**SELECTED EXCERPT**
━━━━━━━━━━━━━━━━━━━━

Building an effective prompt for reviewing grant proposals using generative AI
Prompt engineering is the art of crafting effective prompts to instruct and guide generative AI models, such as LLMs, to produce the desired outputs. By thoughtfully designing prompts, practitioners can unlock the full potential of generative AI systems and apply them to a wide range of real-world scenarios.
When building a prompt for our Amazon Bedrock model to review grant proposals, we used multiple prompt engineering techniques to make sure the model’s responses were tailored, structured, and actionable. This included assigning the model a specific persona, providing step-by-step instructions, and specifying the desired output format.
First, we assigned the model the persona of an expert in public health, with a focus on improving healthcare outcomes for underserved populations. This context helps prime the model to evaluate the proposal from the perspective of a subject matter expert (SME) who thinks holistically about global challenges and community-level impact. By clearly defining the persona, we make sure the model’s responses are tailored to the desired evaluation lens.

Your task is to review a proposal document from the perspective of a given persona, and assess it based on dimensions defined in a rubric. Here are the steps to follow:

1. Review the provided proposal document: {PROPOSAL}

2. Adopt the perspective of the given persona: {PERSONA}

Multiple personas can be assigned against the same rubric to account for various perspectives. For example, when the persona “Public Health Subject Matter Expert” was assigned, the model provided keen insights on the project’s impact potential and evidence basis. When the persona “Venture Capitalist” was assigned, the model provided more robust feedback on the organization’s articulated milestones and sustainability plan for post funding. Similarly, when the persona “Software Development Engineer” was assigned, the model relayed subject matter expertise on the proposed use of AWS technology.
Next, we broke down the review process into a structured set of instructions for the model to follow. This includes reviewing the proposal, assessing it across specific dimensions (impact potential, innovation, feasibility, sustainability), and then providing an overall summary and score. Outlining these step-by-step directives gives the model clear guidance on the required task elements and helps produce a comprehensive and consistent assessment.

━━━━━━━━━━━━━━━━━━━━

**ASSIGNED TASK A**
Rewrite the grant-review excerpt from the words "First, we assigned" through the words "desired evaluation lens.", changing "public health" to "community health".
**ASSIGNED TASK B**
Which personas does the grant-review excerpt name in quotation marks as ones assigned to the model?
You won't need the source data for any of this work.

Source data

━━━━━━━━━━━━━━━━━━━━

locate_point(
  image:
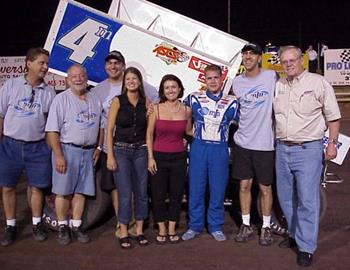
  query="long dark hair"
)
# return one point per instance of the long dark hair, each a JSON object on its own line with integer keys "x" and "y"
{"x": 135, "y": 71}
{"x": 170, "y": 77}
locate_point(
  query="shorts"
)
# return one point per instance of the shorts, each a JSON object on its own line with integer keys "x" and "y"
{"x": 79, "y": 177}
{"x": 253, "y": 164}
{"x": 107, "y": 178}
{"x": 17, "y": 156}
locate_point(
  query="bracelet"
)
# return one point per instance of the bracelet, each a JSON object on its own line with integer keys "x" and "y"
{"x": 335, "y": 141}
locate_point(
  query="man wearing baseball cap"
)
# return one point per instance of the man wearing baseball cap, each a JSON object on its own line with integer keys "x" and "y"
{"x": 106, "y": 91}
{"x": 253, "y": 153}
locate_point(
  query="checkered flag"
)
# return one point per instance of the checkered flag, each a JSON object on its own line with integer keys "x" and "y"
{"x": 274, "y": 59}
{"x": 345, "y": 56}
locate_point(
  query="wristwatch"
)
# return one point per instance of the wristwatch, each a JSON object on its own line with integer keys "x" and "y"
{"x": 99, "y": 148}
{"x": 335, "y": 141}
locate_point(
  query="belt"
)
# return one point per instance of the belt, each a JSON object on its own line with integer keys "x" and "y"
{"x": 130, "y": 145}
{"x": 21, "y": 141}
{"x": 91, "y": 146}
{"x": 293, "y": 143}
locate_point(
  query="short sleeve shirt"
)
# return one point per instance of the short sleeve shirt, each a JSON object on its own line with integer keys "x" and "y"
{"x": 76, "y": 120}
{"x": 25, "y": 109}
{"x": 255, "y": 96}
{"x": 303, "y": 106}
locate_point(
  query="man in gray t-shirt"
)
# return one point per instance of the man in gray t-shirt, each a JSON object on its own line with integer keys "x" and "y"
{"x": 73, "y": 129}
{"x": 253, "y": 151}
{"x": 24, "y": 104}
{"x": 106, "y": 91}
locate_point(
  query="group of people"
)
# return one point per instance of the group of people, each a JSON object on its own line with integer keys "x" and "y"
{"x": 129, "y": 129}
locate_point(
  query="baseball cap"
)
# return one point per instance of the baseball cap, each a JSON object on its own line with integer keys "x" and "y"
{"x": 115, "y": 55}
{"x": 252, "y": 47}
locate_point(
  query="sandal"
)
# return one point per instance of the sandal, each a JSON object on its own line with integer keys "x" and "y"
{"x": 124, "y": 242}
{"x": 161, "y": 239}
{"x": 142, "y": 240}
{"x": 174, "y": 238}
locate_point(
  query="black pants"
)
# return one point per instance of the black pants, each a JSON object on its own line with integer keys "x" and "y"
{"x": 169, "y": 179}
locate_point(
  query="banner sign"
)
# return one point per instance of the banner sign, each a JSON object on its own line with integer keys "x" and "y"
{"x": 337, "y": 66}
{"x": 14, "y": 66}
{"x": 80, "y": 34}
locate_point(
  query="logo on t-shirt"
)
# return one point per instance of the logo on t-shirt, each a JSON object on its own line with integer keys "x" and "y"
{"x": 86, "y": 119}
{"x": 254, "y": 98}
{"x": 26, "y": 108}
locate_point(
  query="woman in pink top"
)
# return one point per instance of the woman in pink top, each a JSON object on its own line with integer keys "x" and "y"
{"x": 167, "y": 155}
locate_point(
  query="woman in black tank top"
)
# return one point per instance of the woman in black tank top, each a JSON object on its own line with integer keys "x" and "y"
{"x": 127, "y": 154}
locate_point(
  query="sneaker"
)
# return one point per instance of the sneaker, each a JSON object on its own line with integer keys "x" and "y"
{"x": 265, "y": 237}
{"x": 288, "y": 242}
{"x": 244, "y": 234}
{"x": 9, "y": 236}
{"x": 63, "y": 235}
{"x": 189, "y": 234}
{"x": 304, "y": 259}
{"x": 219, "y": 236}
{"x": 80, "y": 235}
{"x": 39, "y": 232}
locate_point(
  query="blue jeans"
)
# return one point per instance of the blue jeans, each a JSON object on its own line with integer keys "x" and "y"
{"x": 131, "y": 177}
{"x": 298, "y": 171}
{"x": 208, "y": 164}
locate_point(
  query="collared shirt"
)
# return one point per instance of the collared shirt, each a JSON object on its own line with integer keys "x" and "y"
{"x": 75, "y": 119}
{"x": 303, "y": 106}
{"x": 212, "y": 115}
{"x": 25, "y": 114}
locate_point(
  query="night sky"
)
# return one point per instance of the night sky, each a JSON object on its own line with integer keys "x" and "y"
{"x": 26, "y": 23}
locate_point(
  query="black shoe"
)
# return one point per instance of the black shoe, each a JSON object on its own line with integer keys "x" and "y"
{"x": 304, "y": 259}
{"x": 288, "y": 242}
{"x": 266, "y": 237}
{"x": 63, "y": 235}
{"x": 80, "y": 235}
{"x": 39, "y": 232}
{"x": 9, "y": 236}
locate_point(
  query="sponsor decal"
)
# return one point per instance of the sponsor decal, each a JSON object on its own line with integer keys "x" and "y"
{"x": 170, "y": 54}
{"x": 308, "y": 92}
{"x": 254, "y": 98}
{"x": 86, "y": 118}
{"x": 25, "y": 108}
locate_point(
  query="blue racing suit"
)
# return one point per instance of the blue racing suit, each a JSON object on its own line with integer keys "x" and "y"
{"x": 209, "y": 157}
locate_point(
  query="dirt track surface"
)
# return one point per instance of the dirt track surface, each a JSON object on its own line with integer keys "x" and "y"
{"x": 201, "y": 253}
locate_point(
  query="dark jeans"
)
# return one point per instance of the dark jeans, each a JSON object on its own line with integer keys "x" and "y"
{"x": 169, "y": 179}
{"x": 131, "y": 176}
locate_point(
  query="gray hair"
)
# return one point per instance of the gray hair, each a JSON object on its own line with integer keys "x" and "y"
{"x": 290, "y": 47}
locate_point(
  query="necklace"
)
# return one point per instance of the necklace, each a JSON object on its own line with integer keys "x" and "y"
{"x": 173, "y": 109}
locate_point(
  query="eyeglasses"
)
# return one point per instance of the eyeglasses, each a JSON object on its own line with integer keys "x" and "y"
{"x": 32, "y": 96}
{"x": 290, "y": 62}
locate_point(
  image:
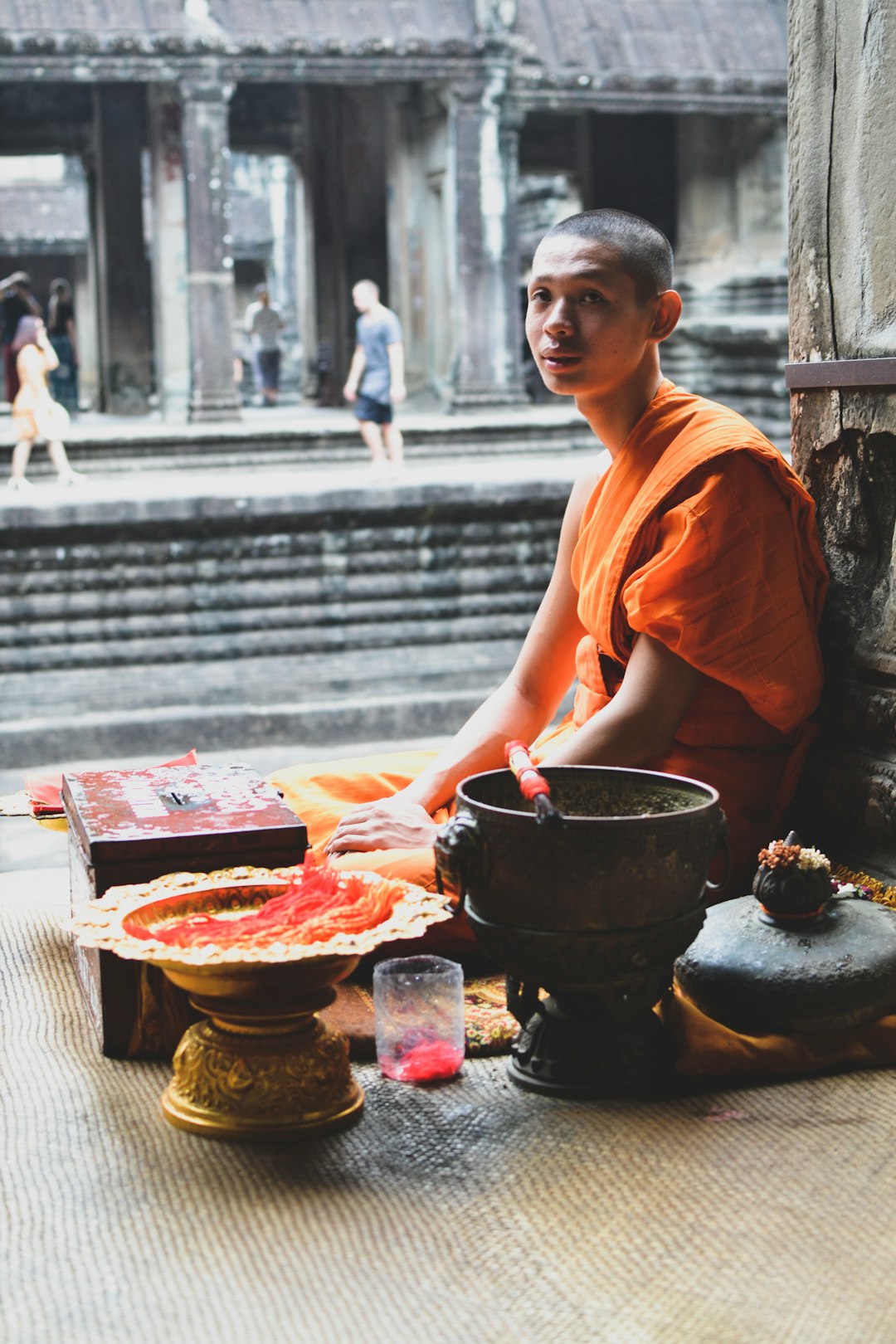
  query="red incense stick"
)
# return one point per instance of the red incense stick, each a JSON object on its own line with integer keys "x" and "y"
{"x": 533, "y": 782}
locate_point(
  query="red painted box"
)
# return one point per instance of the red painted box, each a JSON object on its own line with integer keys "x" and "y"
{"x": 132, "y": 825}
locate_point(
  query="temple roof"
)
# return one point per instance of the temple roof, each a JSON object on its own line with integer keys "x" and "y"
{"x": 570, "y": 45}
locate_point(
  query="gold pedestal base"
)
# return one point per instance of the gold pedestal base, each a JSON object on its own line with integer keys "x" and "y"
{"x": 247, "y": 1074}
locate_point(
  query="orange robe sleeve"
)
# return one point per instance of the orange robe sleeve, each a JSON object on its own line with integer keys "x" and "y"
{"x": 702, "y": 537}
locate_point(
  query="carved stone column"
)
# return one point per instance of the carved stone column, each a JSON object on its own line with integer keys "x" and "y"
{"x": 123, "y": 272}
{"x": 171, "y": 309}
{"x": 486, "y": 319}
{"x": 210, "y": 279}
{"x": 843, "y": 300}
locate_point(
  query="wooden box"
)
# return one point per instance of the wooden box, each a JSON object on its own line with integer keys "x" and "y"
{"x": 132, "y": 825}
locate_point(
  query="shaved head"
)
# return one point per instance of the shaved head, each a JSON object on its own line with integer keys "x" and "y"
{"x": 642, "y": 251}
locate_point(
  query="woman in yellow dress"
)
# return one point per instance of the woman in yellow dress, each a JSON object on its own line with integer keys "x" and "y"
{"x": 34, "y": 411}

━━━━━━━━━━━━━━━━━━━━

**TASK RESPONSE A**
First, we assigned the model the persona of an expert in community health, with a focus on improving healthcare outcomes for underserved populations. This context helps prime the model to evaluate the proposal from the perspective of a subject matter expert (SME) who thinks holistically about global challenges and community-level impact. By clearly defining the persona, we make sure the model’s responses are tailored to the desired evaluation lens.

**TASK RESPONSE B**
Public Health Subject Matter Expert
Venture Capitalist
Software Development Engineer